→ Exercise goal
Search the listing below for the word "soil" and return each line that contains it.

=== Begin Enclosure ===

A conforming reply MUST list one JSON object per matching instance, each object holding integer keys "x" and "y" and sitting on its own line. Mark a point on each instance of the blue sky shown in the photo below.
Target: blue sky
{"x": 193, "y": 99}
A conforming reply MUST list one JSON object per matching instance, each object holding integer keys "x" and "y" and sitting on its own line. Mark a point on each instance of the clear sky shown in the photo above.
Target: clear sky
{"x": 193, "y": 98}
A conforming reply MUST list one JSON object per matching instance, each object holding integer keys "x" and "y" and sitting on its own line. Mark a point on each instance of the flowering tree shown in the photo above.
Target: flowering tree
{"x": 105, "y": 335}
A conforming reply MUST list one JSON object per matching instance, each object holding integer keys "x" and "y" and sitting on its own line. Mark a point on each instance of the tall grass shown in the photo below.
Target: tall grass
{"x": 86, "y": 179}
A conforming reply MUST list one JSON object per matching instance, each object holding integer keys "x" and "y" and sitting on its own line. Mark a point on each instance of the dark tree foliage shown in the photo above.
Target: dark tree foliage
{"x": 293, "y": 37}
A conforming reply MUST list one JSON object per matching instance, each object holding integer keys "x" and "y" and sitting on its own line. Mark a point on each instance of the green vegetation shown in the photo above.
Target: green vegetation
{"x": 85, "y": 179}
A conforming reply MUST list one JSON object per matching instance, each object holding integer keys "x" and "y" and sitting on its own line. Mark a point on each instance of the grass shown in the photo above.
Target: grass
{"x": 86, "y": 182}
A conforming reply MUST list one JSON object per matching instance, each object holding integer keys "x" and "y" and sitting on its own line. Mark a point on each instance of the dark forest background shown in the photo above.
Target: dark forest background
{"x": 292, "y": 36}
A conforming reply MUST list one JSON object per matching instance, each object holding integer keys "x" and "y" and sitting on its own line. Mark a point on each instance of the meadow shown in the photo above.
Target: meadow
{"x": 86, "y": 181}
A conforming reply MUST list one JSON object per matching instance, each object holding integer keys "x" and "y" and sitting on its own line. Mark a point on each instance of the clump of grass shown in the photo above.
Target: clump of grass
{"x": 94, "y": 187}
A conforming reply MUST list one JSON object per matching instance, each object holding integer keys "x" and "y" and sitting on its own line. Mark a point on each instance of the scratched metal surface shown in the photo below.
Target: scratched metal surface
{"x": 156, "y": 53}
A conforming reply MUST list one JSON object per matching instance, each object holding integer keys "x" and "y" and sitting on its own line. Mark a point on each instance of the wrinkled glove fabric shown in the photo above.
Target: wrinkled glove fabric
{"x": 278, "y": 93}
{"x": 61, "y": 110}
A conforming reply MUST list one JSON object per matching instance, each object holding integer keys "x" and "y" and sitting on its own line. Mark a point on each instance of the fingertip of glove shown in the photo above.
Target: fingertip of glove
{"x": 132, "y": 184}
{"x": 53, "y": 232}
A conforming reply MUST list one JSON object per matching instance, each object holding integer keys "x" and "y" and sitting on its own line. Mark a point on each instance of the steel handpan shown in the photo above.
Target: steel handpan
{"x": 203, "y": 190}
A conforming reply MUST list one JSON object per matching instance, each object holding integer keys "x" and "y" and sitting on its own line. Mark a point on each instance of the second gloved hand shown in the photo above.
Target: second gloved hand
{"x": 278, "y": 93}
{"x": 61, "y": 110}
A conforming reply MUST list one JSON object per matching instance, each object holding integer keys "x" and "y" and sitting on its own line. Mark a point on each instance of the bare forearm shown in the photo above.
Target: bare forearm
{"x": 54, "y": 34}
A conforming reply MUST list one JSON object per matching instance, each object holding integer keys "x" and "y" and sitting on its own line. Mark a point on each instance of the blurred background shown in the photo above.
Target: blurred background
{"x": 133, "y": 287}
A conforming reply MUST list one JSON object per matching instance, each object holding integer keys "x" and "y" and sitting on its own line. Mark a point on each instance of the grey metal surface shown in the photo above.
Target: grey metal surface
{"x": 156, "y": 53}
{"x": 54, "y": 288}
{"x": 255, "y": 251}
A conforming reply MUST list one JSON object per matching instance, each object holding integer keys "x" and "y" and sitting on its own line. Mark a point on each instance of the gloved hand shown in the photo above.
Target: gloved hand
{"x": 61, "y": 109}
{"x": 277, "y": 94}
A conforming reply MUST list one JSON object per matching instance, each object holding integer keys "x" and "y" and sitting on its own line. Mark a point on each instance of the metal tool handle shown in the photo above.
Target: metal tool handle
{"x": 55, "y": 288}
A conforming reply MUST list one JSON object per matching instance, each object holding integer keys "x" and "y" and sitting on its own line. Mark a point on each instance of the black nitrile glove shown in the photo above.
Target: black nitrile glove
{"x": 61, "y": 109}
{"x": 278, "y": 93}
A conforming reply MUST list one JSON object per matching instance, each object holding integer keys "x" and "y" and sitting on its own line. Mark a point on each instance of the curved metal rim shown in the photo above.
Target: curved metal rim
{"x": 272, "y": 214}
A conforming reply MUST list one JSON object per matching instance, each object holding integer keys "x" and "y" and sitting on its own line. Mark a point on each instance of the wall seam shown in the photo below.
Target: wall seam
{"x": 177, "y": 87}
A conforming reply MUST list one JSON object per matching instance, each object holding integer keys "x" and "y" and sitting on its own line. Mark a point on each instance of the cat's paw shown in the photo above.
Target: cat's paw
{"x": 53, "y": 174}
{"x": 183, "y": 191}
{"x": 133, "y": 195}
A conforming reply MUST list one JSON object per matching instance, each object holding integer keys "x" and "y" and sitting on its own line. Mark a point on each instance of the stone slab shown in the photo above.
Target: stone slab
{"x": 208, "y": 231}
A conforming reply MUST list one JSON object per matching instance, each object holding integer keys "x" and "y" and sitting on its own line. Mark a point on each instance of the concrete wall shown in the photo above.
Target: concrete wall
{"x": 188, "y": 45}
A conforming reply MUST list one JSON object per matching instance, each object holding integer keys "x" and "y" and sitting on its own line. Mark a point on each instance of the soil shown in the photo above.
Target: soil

=== End Enclosure ===

→ Exercise answer
A conforming reply MUST list one JSON object per matching instance, each object holding integer keys "x" and "y" and sitting on its own line. Mark a point on each instance of the soil shown in the photo above.
Target: soil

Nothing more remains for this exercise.